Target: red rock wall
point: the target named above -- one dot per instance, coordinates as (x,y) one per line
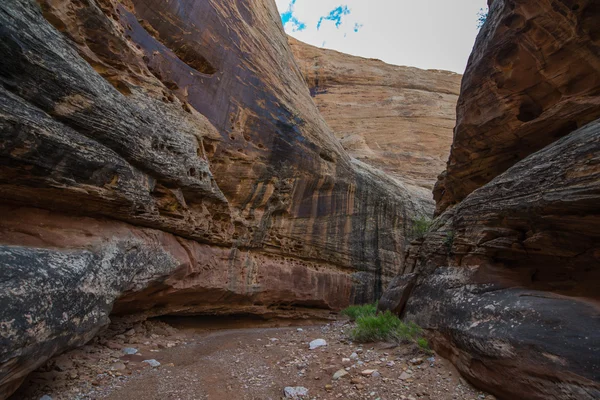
(533,77)
(166,157)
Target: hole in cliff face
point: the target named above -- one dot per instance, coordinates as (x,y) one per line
(514,21)
(507,55)
(529,111)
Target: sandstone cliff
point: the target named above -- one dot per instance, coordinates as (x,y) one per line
(531,79)
(397,119)
(507,281)
(166,157)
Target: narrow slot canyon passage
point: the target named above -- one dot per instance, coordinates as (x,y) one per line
(241,357)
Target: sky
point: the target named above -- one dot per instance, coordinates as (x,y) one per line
(428,34)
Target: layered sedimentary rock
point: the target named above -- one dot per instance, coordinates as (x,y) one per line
(163,158)
(533,77)
(397,119)
(508,279)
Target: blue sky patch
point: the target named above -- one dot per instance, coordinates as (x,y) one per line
(288,17)
(335,15)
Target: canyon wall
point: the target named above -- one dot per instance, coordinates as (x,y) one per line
(167,158)
(397,119)
(507,280)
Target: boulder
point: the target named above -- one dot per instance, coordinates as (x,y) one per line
(532,78)
(168,159)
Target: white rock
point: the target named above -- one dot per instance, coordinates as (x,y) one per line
(368,372)
(404,376)
(153,363)
(298,392)
(317,343)
(340,374)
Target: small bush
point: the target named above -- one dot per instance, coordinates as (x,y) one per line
(423,344)
(481,17)
(384,327)
(420,227)
(449,241)
(354,312)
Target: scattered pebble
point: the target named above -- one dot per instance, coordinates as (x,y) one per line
(317,343)
(153,363)
(297,392)
(130,350)
(340,374)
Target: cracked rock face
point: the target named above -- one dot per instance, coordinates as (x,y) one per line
(508,275)
(167,158)
(533,77)
(508,279)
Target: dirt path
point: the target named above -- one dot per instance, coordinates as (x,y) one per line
(245,364)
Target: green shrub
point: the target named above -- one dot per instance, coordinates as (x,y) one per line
(354,312)
(482,17)
(420,227)
(449,241)
(384,327)
(423,344)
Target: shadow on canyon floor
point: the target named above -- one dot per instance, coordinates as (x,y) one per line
(241,357)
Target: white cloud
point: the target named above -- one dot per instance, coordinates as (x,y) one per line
(431,34)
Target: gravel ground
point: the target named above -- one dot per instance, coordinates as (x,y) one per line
(197,362)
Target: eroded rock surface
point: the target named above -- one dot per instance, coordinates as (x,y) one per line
(397,119)
(533,77)
(508,275)
(167,158)
(509,278)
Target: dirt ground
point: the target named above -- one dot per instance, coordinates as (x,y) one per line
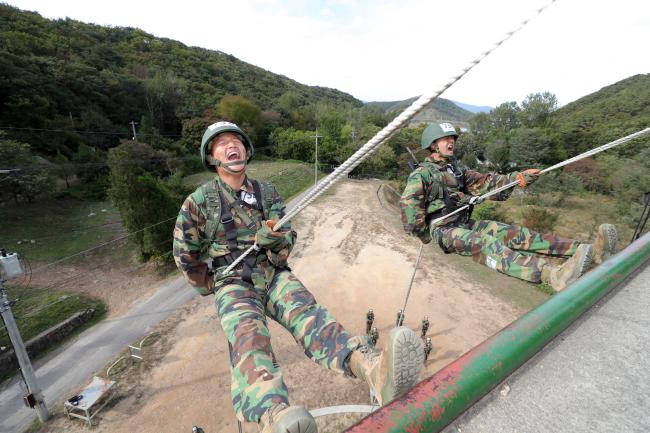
(353,255)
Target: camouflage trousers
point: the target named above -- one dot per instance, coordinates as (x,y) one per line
(507,248)
(257,382)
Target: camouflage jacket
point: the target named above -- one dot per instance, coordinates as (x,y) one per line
(193,248)
(423,196)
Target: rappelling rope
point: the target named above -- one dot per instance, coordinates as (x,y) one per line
(408,289)
(383,135)
(555,167)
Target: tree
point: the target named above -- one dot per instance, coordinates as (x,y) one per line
(536,109)
(32,178)
(64,168)
(533,146)
(145,204)
(244,113)
(498,155)
(293,144)
(505,117)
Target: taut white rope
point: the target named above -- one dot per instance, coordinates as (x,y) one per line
(382,136)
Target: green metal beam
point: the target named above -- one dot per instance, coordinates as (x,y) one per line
(436,402)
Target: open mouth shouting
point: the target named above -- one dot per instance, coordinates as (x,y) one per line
(233,155)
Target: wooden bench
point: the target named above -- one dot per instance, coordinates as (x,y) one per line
(96,392)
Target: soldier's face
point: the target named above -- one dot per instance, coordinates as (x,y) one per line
(444,146)
(228,147)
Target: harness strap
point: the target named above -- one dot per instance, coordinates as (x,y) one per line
(235,205)
(228,223)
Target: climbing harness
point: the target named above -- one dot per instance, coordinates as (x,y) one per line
(382,136)
(400,317)
(556,166)
(220,206)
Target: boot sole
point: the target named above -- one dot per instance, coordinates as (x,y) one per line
(405,360)
(585,254)
(610,237)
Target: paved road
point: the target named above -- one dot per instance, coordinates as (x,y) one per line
(65,370)
(594,377)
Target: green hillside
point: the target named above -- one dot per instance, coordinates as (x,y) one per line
(439,110)
(612,112)
(64,82)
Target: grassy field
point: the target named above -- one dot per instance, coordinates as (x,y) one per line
(49,229)
(53,229)
(289,177)
(38,309)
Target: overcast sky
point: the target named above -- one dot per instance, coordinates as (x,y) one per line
(385,50)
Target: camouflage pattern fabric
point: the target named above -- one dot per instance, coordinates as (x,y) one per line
(257,383)
(243,308)
(499,246)
(504,247)
(192,246)
(423,194)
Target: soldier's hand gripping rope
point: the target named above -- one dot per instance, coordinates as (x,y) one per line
(525,178)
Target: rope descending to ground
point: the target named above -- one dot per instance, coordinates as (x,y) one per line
(383,135)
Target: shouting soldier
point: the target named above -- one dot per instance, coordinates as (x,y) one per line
(219,221)
(441,185)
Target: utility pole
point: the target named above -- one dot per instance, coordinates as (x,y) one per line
(135,136)
(10,267)
(316,157)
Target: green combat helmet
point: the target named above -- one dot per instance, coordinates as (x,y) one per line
(215,129)
(435,131)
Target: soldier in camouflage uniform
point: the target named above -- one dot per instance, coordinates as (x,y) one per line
(218,222)
(441,184)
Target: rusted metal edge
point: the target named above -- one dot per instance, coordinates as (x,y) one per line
(437,401)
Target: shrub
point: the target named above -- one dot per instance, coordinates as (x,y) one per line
(539,219)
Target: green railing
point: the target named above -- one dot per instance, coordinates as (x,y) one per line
(436,402)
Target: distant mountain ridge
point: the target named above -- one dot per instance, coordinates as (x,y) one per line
(610,113)
(438,111)
(64,74)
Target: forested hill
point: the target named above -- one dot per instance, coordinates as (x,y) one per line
(67,75)
(612,112)
(438,110)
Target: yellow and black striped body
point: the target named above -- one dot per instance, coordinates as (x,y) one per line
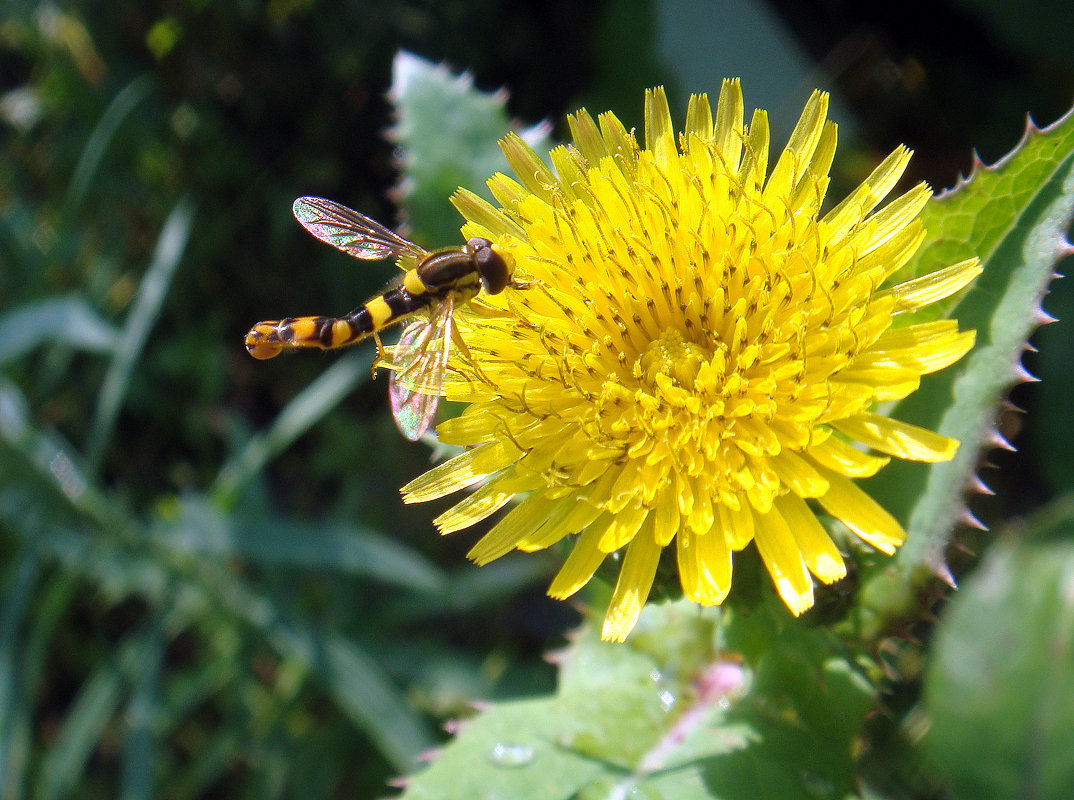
(459,273)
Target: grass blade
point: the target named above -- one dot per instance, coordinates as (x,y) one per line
(300,415)
(98,143)
(143,315)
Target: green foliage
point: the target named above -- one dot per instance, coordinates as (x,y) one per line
(207,584)
(1003,663)
(447,132)
(1014,216)
(667,715)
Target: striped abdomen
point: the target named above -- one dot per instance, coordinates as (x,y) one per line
(439,275)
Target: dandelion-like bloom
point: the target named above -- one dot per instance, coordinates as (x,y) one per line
(696,358)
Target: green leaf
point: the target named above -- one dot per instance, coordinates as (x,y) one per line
(194,527)
(97,145)
(998,688)
(665,715)
(448,134)
(93,708)
(16,708)
(301,413)
(150,296)
(1014,216)
(68,321)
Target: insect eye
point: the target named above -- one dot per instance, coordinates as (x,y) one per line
(495,275)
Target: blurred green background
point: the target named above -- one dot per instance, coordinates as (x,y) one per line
(201,598)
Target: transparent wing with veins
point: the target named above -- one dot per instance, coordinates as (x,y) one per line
(351,232)
(421,362)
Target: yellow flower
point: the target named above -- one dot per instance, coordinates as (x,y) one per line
(695,361)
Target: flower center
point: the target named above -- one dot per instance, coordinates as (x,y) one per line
(671,355)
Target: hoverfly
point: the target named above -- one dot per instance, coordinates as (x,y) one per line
(435,282)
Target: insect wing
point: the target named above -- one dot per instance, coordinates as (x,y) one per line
(421,359)
(351,232)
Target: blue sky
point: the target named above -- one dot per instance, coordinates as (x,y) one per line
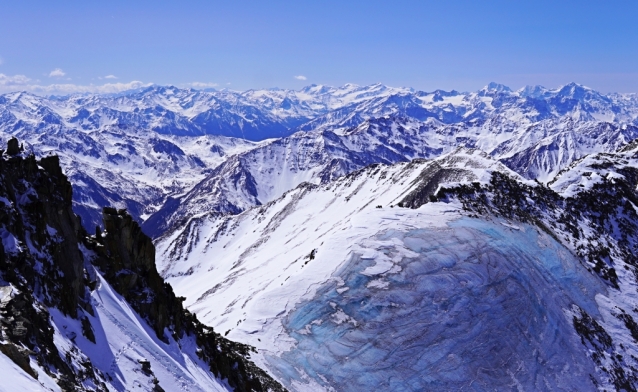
(463,45)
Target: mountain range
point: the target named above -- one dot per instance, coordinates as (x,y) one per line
(337,239)
(153,146)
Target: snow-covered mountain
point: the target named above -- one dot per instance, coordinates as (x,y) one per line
(441,274)
(264,173)
(91,313)
(145,149)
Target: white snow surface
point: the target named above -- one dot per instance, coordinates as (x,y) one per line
(123,339)
(294,278)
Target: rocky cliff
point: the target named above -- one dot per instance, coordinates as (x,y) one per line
(51,270)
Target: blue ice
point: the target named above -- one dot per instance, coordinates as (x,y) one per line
(480,308)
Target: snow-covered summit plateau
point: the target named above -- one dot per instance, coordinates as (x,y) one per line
(446,274)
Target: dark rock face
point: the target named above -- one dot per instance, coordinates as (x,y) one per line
(127,260)
(40,256)
(42,261)
(13,148)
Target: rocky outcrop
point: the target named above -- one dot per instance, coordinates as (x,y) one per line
(127,260)
(46,263)
(41,265)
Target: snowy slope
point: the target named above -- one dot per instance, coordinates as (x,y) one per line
(341,289)
(90,312)
(142,149)
(123,339)
(260,175)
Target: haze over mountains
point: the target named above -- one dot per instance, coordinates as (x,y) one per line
(154,145)
(357,237)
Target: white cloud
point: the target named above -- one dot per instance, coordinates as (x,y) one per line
(57,73)
(10,81)
(200,85)
(23,83)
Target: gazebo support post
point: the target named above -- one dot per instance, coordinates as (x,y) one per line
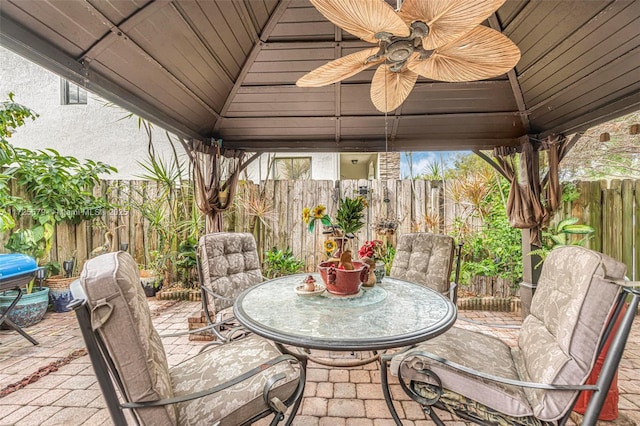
=======
▸ **To do**
How many lines in the data above contain the word "shouting"? Reply with the number alone.

▸ **Result**
2